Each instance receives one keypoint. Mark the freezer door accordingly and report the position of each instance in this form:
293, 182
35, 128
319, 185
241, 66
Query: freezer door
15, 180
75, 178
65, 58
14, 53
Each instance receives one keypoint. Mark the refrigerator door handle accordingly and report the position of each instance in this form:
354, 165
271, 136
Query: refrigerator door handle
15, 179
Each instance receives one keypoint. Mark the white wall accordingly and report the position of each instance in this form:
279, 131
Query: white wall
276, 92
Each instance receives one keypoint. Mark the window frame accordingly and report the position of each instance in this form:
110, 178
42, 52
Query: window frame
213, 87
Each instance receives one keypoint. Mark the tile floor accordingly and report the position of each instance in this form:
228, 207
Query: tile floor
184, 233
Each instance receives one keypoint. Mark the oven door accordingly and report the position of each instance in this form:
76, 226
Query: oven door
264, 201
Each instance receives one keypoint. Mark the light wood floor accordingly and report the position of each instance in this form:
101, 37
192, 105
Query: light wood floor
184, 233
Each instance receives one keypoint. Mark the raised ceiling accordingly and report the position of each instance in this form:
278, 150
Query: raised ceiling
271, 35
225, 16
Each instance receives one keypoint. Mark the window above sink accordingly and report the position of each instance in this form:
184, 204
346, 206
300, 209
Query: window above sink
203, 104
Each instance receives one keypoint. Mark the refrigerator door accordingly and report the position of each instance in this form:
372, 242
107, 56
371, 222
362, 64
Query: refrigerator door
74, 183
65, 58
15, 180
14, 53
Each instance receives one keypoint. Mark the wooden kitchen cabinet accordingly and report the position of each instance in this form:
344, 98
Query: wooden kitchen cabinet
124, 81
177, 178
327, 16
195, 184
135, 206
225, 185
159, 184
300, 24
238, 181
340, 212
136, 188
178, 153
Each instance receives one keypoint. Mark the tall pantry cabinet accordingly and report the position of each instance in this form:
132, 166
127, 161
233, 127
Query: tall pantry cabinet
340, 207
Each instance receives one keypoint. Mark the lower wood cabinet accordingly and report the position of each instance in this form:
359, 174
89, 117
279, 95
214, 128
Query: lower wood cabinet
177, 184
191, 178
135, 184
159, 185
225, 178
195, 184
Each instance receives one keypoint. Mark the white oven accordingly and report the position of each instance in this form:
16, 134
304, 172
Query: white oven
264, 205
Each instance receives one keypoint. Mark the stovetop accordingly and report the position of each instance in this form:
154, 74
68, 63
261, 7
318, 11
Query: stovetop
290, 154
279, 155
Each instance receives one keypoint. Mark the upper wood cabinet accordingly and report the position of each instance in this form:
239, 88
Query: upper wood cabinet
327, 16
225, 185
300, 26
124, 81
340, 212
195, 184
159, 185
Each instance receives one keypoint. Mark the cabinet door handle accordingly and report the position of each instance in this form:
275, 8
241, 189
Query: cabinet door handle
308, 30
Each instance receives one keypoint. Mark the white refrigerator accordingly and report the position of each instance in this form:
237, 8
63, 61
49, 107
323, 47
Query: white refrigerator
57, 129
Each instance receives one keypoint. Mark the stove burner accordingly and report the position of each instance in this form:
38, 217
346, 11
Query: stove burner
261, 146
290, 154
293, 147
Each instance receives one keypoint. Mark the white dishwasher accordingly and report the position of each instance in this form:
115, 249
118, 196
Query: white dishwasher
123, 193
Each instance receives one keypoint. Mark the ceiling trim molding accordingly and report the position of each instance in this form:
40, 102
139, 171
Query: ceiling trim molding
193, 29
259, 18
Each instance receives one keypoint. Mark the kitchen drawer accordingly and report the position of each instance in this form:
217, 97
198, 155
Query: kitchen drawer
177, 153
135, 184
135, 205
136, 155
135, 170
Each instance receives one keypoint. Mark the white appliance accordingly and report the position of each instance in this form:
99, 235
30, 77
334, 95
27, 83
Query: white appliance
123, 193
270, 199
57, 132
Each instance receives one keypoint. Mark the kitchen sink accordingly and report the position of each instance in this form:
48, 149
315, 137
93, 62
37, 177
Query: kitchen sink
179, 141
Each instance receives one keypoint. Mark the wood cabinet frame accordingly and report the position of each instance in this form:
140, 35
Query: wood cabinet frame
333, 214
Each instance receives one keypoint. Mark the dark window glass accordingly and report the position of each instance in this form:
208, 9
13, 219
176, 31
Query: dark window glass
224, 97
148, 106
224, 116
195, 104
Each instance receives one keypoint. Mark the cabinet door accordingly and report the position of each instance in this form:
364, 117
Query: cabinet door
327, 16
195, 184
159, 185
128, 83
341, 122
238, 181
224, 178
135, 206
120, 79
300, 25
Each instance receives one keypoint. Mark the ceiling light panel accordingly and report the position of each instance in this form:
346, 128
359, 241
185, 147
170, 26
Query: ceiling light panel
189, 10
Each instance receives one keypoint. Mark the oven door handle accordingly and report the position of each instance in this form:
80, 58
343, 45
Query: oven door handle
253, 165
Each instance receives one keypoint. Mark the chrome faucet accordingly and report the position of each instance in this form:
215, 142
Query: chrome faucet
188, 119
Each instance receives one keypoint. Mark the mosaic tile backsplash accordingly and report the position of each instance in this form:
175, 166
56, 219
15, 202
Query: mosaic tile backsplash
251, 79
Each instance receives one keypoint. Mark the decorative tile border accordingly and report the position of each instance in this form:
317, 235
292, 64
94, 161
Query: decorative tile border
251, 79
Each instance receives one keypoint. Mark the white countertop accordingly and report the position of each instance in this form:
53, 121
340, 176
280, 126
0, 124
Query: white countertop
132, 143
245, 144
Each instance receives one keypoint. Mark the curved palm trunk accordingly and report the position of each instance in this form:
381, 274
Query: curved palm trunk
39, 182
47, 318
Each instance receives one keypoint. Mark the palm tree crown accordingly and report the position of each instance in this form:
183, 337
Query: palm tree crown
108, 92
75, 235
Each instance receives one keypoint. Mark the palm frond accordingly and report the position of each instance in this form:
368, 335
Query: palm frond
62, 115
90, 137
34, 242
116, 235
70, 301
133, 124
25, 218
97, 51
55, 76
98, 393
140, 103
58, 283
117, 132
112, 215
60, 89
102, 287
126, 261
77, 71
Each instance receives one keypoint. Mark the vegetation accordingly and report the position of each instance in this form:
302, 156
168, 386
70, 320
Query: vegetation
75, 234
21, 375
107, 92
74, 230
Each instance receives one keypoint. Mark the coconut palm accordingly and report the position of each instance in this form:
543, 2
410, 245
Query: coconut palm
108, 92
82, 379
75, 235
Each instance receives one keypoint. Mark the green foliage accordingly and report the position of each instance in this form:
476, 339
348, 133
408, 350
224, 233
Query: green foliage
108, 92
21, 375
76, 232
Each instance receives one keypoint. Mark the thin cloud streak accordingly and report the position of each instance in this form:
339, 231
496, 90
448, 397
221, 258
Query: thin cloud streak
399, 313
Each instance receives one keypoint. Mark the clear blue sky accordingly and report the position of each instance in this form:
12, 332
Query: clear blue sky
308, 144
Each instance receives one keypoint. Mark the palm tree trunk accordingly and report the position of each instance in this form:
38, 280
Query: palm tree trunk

*The exercise:*
Repeat every record, exactly as written.

*Finished exercise:*
Each instance receives one keypoint. Mark the freezer door accordingly and report the position of each instance in this form:
293, 182
35, 128
319, 185
241, 66
Query: freezer door
15, 180
75, 178
65, 58
14, 53
Each instance receives one keypoint. Mark the refrigerator door handle accordingly and report the position of each instance in this form:
354, 165
271, 136
Query: refrigerator door handle
15, 179
Each instance receives one keypoint. Mark the white wall accordingly and report the position of each instance in this form:
279, 131
Query: white wall
276, 92
Each instance receives one keypoint. Mark the window frame accordingly and report the position of each instance in this form:
110, 178
42, 52
Query: window frame
213, 87
Each instance receives one keypoint. Mark the tile floor accordingly and report the position of each instance in this form:
228, 207
Query: tile floor
184, 233
Each instance receives one keypoint. Mark the oven door accordingly and report the position of each instance in this form:
76, 226
Query: oven door
264, 201
Each instance receives one keypoint. Mark the light wood floor accordingly and report the position of each instance in this form:
101, 37
192, 105
Query: light wood floor
184, 233
Each instance receives one keypoint. Mark the raised ceiling accordingly and report the position of each instance in this form:
278, 150
Query: raised ceiling
271, 35
225, 16
Each instance receives one keypoint. Mark the window above sink accordingly and report the position of each instance in this form:
184, 204
346, 206
300, 209
Query: window above sink
203, 104
Each instance receives one keypoint. Mark the refrigerator door accordingly and report the position of each instance in this form:
372, 242
107, 56
371, 222
362, 64
Query: refrigerator door
74, 183
65, 58
15, 180
14, 53
Each instance receives one keypoint. Mark the wooden kitchen cabinet accordingly and report the position of each instance in this form:
344, 98
Query: wooden kitchen cabinet
124, 81
177, 178
327, 16
195, 184
135, 206
225, 185
159, 184
300, 24
238, 181
340, 212
136, 188
178, 153
Each instance receives one keypoint. Mark the tall pantry cabinet accordingly and report the position of each instance in this form:
132, 166
127, 161
233, 127
Query: tall pantry cabinet
340, 207
Each instance receives one keypoint. Mark the lower wood cabinet accordingly and report the position of each instance in this form:
359, 174
89, 117
279, 95
214, 128
Query: lower wood cabinet
177, 184
191, 178
135, 184
159, 185
225, 178
195, 184
Each instance receives one keypoint. Mark the white oven accordingly and report the position of each instance in this form:
16, 134
304, 172
Query: white oven
264, 205
Each instance receives one keypoint. Mark the stovetop accordingly and report the position of each instance in this form:
154, 74
68, 63
261, 7
318, 11
Query: stovetop
290, 154
279, 155
Each instance receives one keypoint. Mark the upper wood cabinet accordingly and report the position of each instance in this form:
239, 88
Query: upper wood cabinet
327, 16
225, 185
300, 26
124, 81
340, 212
195, 184
159, 185
Each instance receives one keypoint. Mark the cabinet door handle accordingly and report the position of each instance in this form:
275, 8
241, 189
Query: cabinet door handle
308, 30
Each instance receives one keypoint. Mark the white refrigerator accordingly and report the position of each instance in this form:
237, 8
63, 61
49, 107
323, 47
Query: white refrigerator
57, 129
Each instance receives one keypoint. Mark the stove burner accordingly and report the position of each instance in this form:
38, 217
346, 11
Query: stove burner
261, 146
290, 154
293, 147
Each instance receives one keypoint. Mark the white dishwasher accordingly and report the position of each instance in this form:
115, 249
118, 196
Query: white dishwasher
123, 193
Each instance receives one keypoint. Mark the ceiling trim molding accordingly and report the position of each instance in this form:
40, 102
139, 171
Query: ceiling trim molding
193, 29
259, 18
Each instance receives one keypoint. Mark the kitchen drawer accordingly and report the position of each instance in this form:
217, 97
198, 155
Query: kitchen drawer
177, 153
135, 184
135, 205
136, 155
135, 170
Each instance receives one keypoint. Mark the white appliance accordingly and report the position of each instance in this form:
99, 235
30, 77
334, 95
27, 83
Query: white appliance
123, 193
270, 199
57, 132
Each instance receives one keypoint. Mark the kitchen sink accordingly and report the position of each instance in this form:
48, 149
315, 137
93, 62
37, 177
Query: kitchen sink
179, 141
Each instance receives one keypoint. Mark the wood cabinet frame accordingly and report the position of each instance in this form:
140, 35
Query: wood cabinet frame
333, 214
Each instance receives one keypoint. Mark the dark window glass accordingly and report the position of each instance in this form:
208, 9
13, 219
176, 31
Query: dark window glass
224, 97
148, 106
224, 116
195, 104
Each instance receives one keypoint. Mark the cabinet door accordingly and report the position of each instance in this form:
364, 117
Query: cabinet door
327, 16
195, 184
159, 185
128, 83
341, 122
238, 181
224, 178
135, 206
120, 79
300, 25
Each instance receives one keypoint. Mark the ceiling light panel accordingly and report the position of each instance in this form:
346, 128
359, 241
185, 147
170, 26
Query: ceiling light panel
189, 10
Each instance receives one keypoint. Mark the oven door handle accordingly and report the position of each instance in this form:
80, 58
343, 45
Query: oven door handle
253, 165
Each instance receives one keypoint. Mark the chrome faucet accordingly and report the position of each instance in this form:
215, 142
Query: chrome faucet
188, 119
Each instance receives one keypoint. Mark the mosaic tile backsplash accordingly and report the position of each instance in this form:
175, 166
56, 219
15, 202
Query: mosaic tile backsplash
251, 79
Each instance receives one keypoint. Mark the decorative tile border accordingly and report the position of each instance in this form:
317, 235
292, 64
94, 161
Query: decorative tile border
251, 79
Each instance receives one keypoint. Mark the white countertop accordingly and report the position of each instance in this form:
53, 121
340, 176
280, 126
0, 124
Query: white countertop
132, 143
245, 144
Each instance receives one keypoint. Mark the curved palm trunk accordingly and report the position of each instance in this form:
381, 274
Query: curved palm trunk
39, 182
47, 318
Each instance receives one keypoint. Mark the palm tree crown accordingly and report the position of each instance in this form:
183, 337
Query: palm tree crown
108, 92
75, 235
Each instance receives one keypoint. Mark the palm frond accordingly and report the position of each instance in this form:
368, 335
Query: palm frond
62, 115
90, 137
34, 242
116, 235
70, 301
133, 124
25, 218
97, 51
55, 76
98, 393
140, 103
58, 283
117, 132
112, 215
60, 89
102, 287
126, 261
77, 71
Each instance receives one keypoint. Mark the vegetation accordingly and report the position of each instance in this form:
302, 156
168, 386
70, 320
Query: vegetation
75, 234
21, 375
107, 92
74, 230
Each instance receives one keypoint. Mark the coconut palm accordingly and report the position of each instance in this form:
543, 2
410, 245
Query: coconut palm
108, 92
82, 379
75, 235
Each instance receives one keypoint. Mark the green foliage accordingly and report the position of each instance in this form:
476, 339
348, 133
408, 350
224, 233
Query: green foliage
108, 92
21, 375
76, 232
Each instance receives one keypoint. Mark the thin cloud streak accordingly and report the position of each instance in this form:
339, 231
496, 90
448, 397
221, 258
Query: thin cloud streak
399, 313
Each instance receives one keypoint. Mark the clear blue sky accordingly and report the position of each instance in this form:
12, 332
Query: clear blue sky
308, 144
Each instance receives one keypoint. Mark the palm tree trunk accordingly and report the position of each instance in this form:
38, 280
Query: palm tree trunk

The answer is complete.